Пожалуйста, продолжите приведенный ниже отрывок о семье Жихаревых, начав сразу после его последнего предложения.
━━ Фрагмент текста
Страшная ли тайна была? Да нет – происхождение. Мать – дворянка, отец – священник и богослов. За это уже коротко отсижено в тюрьме в 35-м и отбыта ссылка с семьей. И уже «прощен» – вернули, орденом наградили, даже почетное звание дали (тогда, в тридцатые, это было редкостью). И в партию приняли (1943), и до руководящих должностей допустили. Значит, квиты? Можно раскрыть тайну? Можно считать, что и нету больше никакой тайны? Можно уже и не бояться? Так? А вот почему-то не так. И не только подробности происхождения скрывались от меня – наследника, но даже и фамилия настоящая – Жихарев. Юрский ведь актерский псевдоним, взятый еще в гимназические годы в подражание известным украинским театральным гастролерам. Многоцерковный яблочный городок Стародуб, откуда родом отец, стоит на границе брянских и малороссийских черниговских земель. Жихаревы – фамилия, распространенная в тех краях. Не высших степеней, но вполне благородная. Это отец отца, неведомый мне дед, штатская фотография которого стоит теперь на моем столе. А бабушка (тоже неведомая) и вовсе из Гудовичей – графский род. Давно умерли оба, и неизвестно, где их могилы. Разметало всю семью. И фамилии исчезли. Сестра Юрия Сергеевича Вера стала по мужу Кулышевой, муж – военный, погиб в Киеве в самые первые дни войны. Сама Вера мучительно боролась за жизнь, трудно и одиноко растила двух сыновей и тихо умерла от непосильной ноши.
Брат Анатолий Сергеевич – ученый-экономист. О нем единодушно говорили: «Талант, большой талант!» – умер в Ленинграде в блокаду от голода. Нет больше Жихаревых.
━━━━
━━ Исходные данные
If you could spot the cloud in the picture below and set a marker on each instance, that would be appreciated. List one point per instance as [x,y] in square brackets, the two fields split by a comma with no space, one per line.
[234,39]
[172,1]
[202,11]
━━━━
**Результат выполнения**:
Граф и Сэр
В конце восьмидесятых вместе с моими кузенами Юрой и Гарри – сыновьями Веры Сергеевны – собрались мы наконец в заштатный ныне городок Стародуб «в поисках родовых корней», как высокопарно выражался Юра – старший из нас, историк по образованию и по призванию. Тронулись из Москвы на моем «жигуленке». Твердо порешили, что выедем на рассвете, но, как часто бывает, и не учли многого, и вставать рано поленились, и за завтраком заболтались. Короче, к часу дня только миновали московскую кольцевую. Полдня потеряли. К вечеру добрались до Брянска, там и заночевали. А наутро двинулись по довольно ухабистой дороге на Унечу и Стародуб. И не пожалели, что едем утром, а не в темный час. Какой-то иной привкус появился в пейзаже. Надо было всмотреться в него. И вслушаться, и внюхаться. Красный Рог, имение А. К. Толстого. Остановились. Зашли. Бывшее богатое поместье, превратившееся в бедный музей, – типичная для России метаморфоза. Все как положено – малая часть приведена в порядок, а на остальной то ли ремонт, то ли просто разруха. Хранитель-подвижник, с трудом сводящий концы с концами. Обожает и обожествляет каждый экспонат, переполнен знаниями и подробностями, а излить их некуда. Была бы эта жизнь святой, если б не протекала она в глуши, до которой давно уже никому нет дела.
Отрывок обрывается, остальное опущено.